Quantcast

North Shore Towers gets high-tech security demo

By Kathianne Boniello

Officials of Queens Borough Patrol North and South joined private security officers at a presentation Friday morning at the North Shore Towers apartment complex in Glen Oaks to introduce the latest in digital surveillance techniques to reduce crime.

About 100 people turned out for the annual Area Private Patrol Liaison, or A.P.P.L. meeting, which gave the makers of PCcam a chance to demonstrate their digital recording system.

Sgt. Gregg Reutter of Queens Borough Patrol North, which sponsored the meeting, told the audience the new technology “will simplify what you do out there.”

Timothy Irwin, president of the Illinois-based PCcam, said the system, which relies on a computer chip to record data digitally instead of on the traditional video tape, is compatible with any camera or security surveillance system.

“If you have a computer and you have a camera, you can get into this system for $1,500,” he said.

Police Chief James Tuller of Borough Patrol North said crime in the borough's northern precincts had dropped by 62 percent in the past seven years and Borough Patrol North was interested in anything which would help it decline further.

Police Chief Joseph Fox of Borough Patrol South also expressed interest in the new technology and its role in further reducing crime.

“It's amazing how driven we are by measuring success on a daily basis,” he said.

Queens Borough Patrol North includes the 104th, 108th, 109th, 110th, 111th, 112th, 114th and 115th police precincts under its jurisdiction. Queens Borough Patrol South covers the 100th, 101st, 102nd, 103rd, 105th, 106th, 107th and 113th precincts.

The system, Irwin said, would eliminate using video tapes and VCRs in security-monitoring systems and would allow the user to store months of information on a floppy disk.

The digital recording system, which the company is shopping around to municipalities, schools, hospitals, small businesses and apartment complexes, lets the user recall information by date and minute, and can be tailored to a user's specific needs, Irwin said.

Jim Talbot, chief executive officer of PCcam, said the digital recording system “doesn't record when there's no motion.”

▶ **AVAILABLE DATA**
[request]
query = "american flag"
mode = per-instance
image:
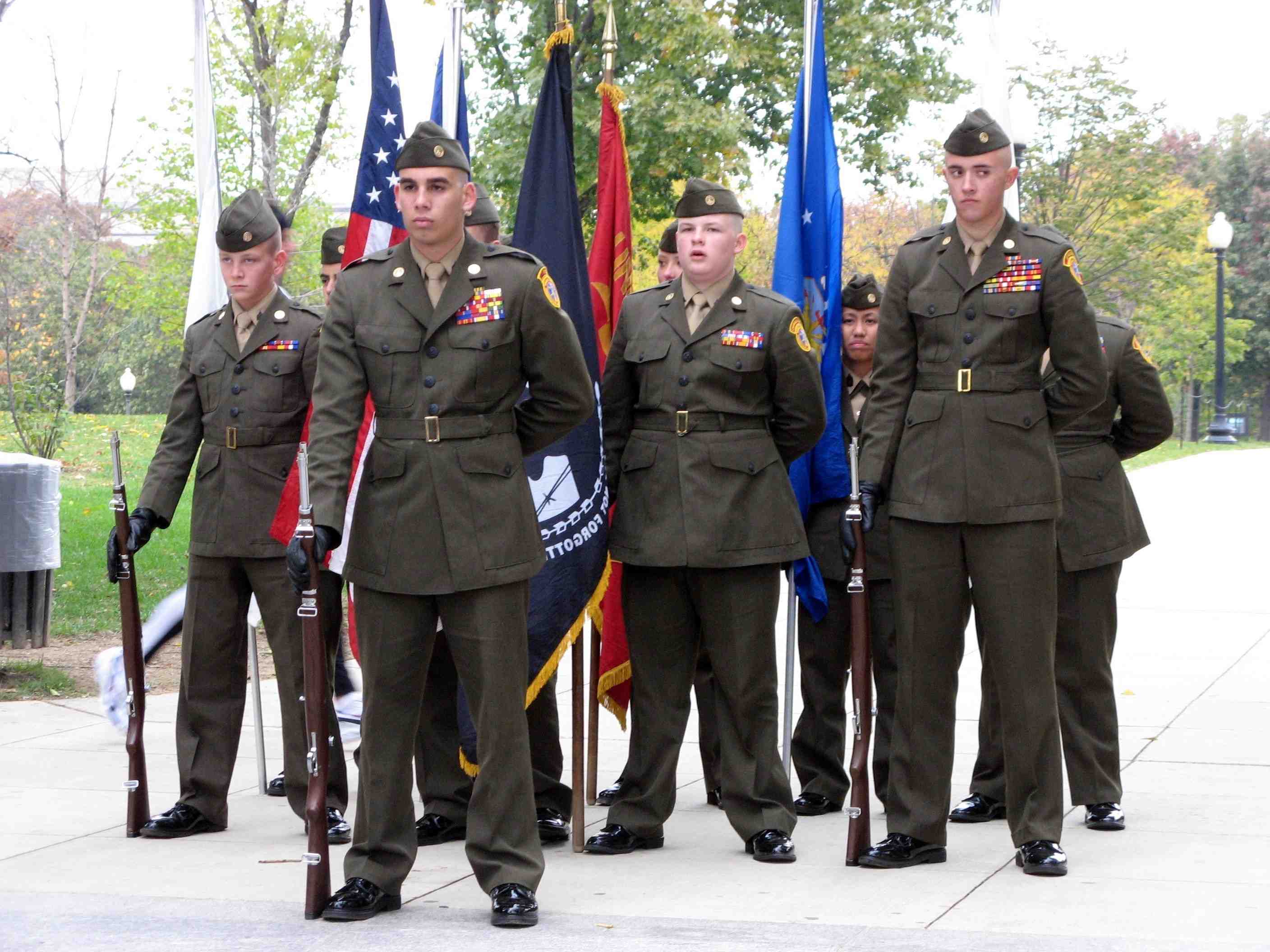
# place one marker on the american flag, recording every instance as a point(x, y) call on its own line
point(374, 224)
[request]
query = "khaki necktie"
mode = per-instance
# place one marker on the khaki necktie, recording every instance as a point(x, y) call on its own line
point(976, 256)
point(436, 275)
point(696, 311)
point(243, 327)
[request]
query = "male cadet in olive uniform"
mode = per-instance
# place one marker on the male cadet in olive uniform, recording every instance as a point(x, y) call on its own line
point(959, 438)
point(444, 787)
point(709, 393)
point(444, 332)
point(703, 682)
point(1100, 527)
point(243, 393)
point(819, 744)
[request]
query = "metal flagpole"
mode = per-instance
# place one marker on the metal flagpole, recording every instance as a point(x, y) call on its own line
point(791, 593)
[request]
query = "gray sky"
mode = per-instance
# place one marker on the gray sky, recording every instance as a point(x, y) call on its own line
point(1203, 61)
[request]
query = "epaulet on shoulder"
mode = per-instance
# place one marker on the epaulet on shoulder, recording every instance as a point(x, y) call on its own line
point(771, 296)
point(508, 251)
point(1045, 231)
point(925, 234)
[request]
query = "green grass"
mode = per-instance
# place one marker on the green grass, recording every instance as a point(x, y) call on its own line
point(1171, 450)
point(84, 602)
point(32, 679)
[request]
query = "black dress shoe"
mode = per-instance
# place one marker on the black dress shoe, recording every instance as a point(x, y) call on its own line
point(182, 820)
point(514, 906)
point(337, 828)
point(816, 805)
point(553, 828)
point(771, 847)
point(1042, 857)
point(609, 795)
point(1104, 817)
point(360, 899)
point(615, 839)
point(900, 850)
point(432, 829)
point(978, 808)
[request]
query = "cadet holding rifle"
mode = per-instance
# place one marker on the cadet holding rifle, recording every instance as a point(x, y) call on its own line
point(239, 405)
point(121, 570)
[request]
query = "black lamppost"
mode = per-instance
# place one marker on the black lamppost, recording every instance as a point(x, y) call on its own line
point(128, 384)
point(1219, 235)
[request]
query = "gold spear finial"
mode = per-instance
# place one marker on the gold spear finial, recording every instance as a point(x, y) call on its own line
point(609, 44)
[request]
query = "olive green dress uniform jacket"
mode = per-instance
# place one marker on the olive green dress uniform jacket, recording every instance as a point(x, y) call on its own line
point(718, 498)
point(456, 514)
point(256, 402)
point(985, 456)
point(1100, 522)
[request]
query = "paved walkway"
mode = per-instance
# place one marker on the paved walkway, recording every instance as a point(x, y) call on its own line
point(1192, 873)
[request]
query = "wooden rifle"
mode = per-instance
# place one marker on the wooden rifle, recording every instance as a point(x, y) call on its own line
point(861, 674)
point(134, 662)
point(318, 859)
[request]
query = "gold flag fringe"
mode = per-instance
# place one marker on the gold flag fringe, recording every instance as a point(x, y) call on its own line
point(561, 36)
point(594, 610)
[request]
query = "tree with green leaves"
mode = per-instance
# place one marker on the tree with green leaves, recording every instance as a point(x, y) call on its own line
point(708, 86)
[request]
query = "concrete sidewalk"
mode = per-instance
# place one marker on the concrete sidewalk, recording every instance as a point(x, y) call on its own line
point(1193, 870)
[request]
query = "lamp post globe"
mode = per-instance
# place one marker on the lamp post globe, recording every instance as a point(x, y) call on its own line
point(1221, 233)
point(128, 384)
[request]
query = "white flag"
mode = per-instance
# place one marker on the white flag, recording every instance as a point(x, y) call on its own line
point(206, 286)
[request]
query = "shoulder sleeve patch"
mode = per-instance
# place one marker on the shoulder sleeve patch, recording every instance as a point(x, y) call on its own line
point(801, 334)
point(549, 290)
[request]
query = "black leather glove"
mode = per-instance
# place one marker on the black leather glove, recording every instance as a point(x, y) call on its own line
point(141, 525)
point(870, 498)
point(326, 539)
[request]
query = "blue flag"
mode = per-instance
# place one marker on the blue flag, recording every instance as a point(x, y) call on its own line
point(810, 270)
point(438, 102)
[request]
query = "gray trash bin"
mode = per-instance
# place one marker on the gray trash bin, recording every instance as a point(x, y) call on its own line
point(30, 546)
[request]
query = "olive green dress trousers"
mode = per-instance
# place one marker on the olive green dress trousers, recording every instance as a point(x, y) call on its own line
point(487, 632)
point(672, 615)
point(1086, 693)
point(444, 786)
point(214, 682)
point(1011, 574)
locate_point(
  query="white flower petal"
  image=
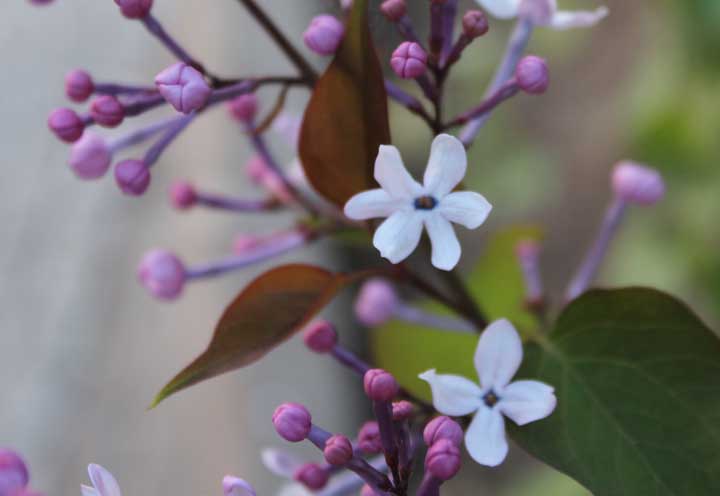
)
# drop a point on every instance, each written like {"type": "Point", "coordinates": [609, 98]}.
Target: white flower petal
{"type": "Point", "coordinates": [452, 394]}
{"type": "Point", "coordinates": [502, 9]}
{"type": "Point", "coordinates": [88, 491]}
{"type": "Point", "coordinates": [103, 481]}
{"type": "Point", "coordinates": [466, 208]}
{"type": "Point", "coordinates": [527, 401]}
{"type": "Point", "coordinates": [498, 355]}
{"type": "Point", "coordinates": [445, 245]}
{"type": "Point", "coordinates": [371, 204]}
{"type": "Point", "coordinates": [280, 462]}
{"type": "Point", "coordinates": [578, 19]}
{"type": "Point", "coordinates": [485, 438]}
{"type": "Point", "coordinates": [398, 236]}
{"type": "Point", "coordinates": [446, 167]}
{"type": "Point", "coordinates": [392, 175]}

▶ **YOUR GOAL**
Based on the article about the North Shore Towers security demo, does each statement agree with it? 1. About 100 people came to the meeting. 2. Queens Borough Patrol South sponsored the meeting. 3. The PCcam system records data on video tape. Answer yes or no for each, quoting the words that decide it. The listing isn't needed for this.

▶ **SOLVED PROBLEM**
1. Yes: "About 100 people turned out for the annual Area Private Patrol Liaison, or A.P.P.L. meeting"
2. No: "Sgt. Gregg Reutter of Queens Borough Patrol North, which sponsored the meeting"
3. No: "relies on a computer chip to record data digitally instead of on the traditional video tape"